Give only the number of lines in the listing below that contain the string "wooden", counting only exact matches of case.

(Collected data entries)
--- begin ---

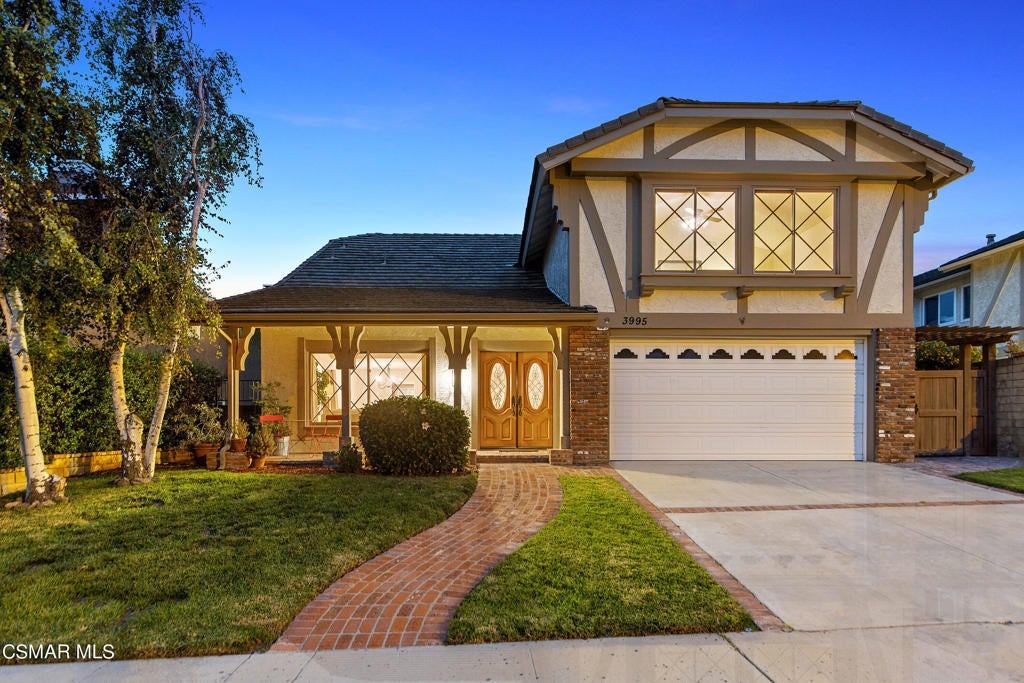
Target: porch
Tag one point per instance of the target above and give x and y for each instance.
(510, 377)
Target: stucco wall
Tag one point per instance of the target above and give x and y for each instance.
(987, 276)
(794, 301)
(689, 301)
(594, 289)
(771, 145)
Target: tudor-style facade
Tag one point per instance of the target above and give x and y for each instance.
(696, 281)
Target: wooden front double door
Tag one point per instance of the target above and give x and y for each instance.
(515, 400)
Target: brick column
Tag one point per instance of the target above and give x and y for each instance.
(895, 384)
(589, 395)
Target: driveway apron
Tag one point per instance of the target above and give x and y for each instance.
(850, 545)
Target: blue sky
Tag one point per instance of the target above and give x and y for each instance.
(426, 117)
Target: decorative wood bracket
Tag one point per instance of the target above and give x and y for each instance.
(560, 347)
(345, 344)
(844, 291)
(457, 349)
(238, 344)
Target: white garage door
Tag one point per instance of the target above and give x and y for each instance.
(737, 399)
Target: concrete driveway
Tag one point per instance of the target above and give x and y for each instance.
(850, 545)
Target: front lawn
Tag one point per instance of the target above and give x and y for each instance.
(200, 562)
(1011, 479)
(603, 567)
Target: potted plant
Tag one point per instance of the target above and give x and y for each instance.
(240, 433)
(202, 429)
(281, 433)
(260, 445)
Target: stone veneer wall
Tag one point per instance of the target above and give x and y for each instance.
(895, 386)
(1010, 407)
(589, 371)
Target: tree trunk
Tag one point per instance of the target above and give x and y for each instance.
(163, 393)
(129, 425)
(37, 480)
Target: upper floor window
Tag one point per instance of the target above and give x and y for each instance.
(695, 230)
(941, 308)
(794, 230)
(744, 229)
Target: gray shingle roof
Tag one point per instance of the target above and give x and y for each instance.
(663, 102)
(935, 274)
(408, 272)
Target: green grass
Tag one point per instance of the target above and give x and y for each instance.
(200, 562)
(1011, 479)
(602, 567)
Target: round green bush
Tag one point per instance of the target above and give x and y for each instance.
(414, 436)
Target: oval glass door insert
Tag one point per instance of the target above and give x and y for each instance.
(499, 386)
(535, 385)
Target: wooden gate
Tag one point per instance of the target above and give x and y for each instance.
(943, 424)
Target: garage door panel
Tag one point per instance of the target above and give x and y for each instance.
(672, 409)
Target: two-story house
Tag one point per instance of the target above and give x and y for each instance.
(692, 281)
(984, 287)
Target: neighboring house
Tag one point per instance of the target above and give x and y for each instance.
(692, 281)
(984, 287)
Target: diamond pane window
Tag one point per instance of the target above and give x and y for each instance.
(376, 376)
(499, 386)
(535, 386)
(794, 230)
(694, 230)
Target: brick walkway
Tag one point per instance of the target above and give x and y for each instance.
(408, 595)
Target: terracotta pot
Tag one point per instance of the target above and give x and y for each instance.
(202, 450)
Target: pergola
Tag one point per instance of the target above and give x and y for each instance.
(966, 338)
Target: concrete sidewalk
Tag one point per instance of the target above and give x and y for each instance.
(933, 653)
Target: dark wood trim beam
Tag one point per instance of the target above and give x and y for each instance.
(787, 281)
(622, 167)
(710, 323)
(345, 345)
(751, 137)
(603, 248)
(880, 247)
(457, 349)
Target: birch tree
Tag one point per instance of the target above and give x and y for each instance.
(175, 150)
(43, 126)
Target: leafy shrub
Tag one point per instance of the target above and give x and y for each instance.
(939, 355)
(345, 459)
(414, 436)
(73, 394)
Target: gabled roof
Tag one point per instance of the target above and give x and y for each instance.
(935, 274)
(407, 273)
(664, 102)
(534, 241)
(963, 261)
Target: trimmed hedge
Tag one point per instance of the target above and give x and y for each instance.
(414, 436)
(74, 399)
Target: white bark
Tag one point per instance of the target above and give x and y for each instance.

--- end ---
--- begin ---

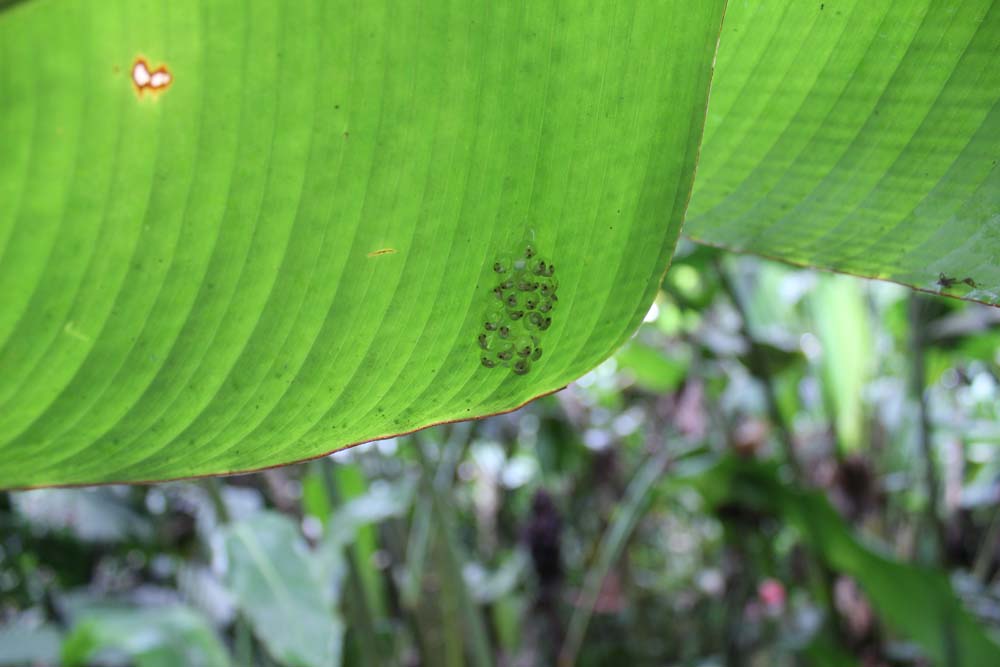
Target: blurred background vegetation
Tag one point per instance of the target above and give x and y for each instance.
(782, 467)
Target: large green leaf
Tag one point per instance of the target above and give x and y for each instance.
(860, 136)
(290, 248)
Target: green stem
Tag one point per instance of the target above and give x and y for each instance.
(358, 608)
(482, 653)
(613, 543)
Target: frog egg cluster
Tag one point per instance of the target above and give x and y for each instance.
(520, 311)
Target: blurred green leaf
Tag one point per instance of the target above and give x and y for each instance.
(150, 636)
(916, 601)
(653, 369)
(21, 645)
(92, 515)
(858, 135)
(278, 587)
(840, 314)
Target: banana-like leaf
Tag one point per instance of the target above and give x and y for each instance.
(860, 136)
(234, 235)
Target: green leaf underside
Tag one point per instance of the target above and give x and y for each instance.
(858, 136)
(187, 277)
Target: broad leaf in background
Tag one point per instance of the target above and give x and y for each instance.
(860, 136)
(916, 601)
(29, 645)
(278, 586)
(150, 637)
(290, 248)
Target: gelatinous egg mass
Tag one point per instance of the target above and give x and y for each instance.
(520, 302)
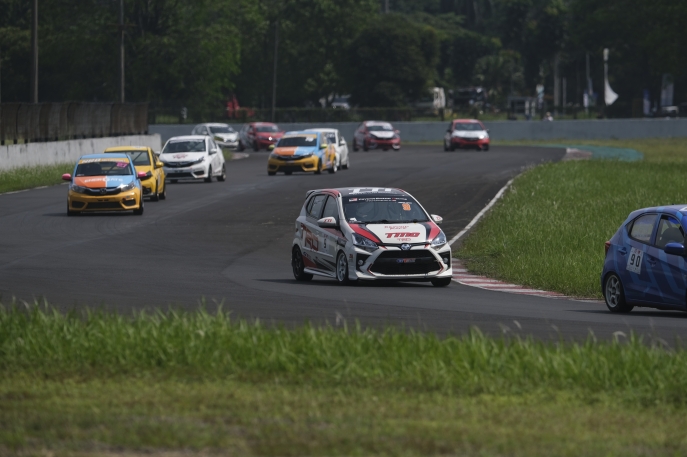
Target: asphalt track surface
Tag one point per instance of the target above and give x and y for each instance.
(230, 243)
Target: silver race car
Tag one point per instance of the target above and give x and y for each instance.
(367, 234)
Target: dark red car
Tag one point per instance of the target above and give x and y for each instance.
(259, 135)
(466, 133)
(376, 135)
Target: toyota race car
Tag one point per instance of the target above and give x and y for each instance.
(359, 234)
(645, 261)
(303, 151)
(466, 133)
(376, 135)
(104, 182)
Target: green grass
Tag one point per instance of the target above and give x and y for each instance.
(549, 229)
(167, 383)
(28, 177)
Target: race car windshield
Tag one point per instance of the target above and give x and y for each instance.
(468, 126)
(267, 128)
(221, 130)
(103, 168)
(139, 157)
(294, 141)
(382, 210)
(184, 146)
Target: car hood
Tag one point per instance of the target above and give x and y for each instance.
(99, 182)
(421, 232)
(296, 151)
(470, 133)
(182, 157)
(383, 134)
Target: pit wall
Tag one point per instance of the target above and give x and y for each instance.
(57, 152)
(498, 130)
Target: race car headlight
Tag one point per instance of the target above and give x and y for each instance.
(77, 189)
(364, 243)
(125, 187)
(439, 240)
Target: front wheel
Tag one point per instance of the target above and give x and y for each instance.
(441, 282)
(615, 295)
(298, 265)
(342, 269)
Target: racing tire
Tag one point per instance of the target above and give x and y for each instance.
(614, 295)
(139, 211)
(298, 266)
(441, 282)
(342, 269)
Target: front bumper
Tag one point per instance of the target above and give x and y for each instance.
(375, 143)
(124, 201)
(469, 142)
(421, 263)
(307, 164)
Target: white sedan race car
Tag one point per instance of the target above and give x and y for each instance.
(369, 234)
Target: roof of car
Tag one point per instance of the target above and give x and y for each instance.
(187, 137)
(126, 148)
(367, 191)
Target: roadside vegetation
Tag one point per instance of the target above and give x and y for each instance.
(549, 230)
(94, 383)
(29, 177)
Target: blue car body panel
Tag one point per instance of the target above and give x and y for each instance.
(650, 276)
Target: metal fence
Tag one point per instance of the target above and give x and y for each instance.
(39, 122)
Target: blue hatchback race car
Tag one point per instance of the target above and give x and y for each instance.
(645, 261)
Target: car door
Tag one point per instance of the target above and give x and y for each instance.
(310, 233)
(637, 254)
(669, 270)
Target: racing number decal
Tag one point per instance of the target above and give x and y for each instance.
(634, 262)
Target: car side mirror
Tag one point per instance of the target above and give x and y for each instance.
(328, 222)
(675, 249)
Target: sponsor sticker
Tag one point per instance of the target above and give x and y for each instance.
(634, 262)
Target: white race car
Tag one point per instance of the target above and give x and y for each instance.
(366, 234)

--- end ---

* **The completed task**: 2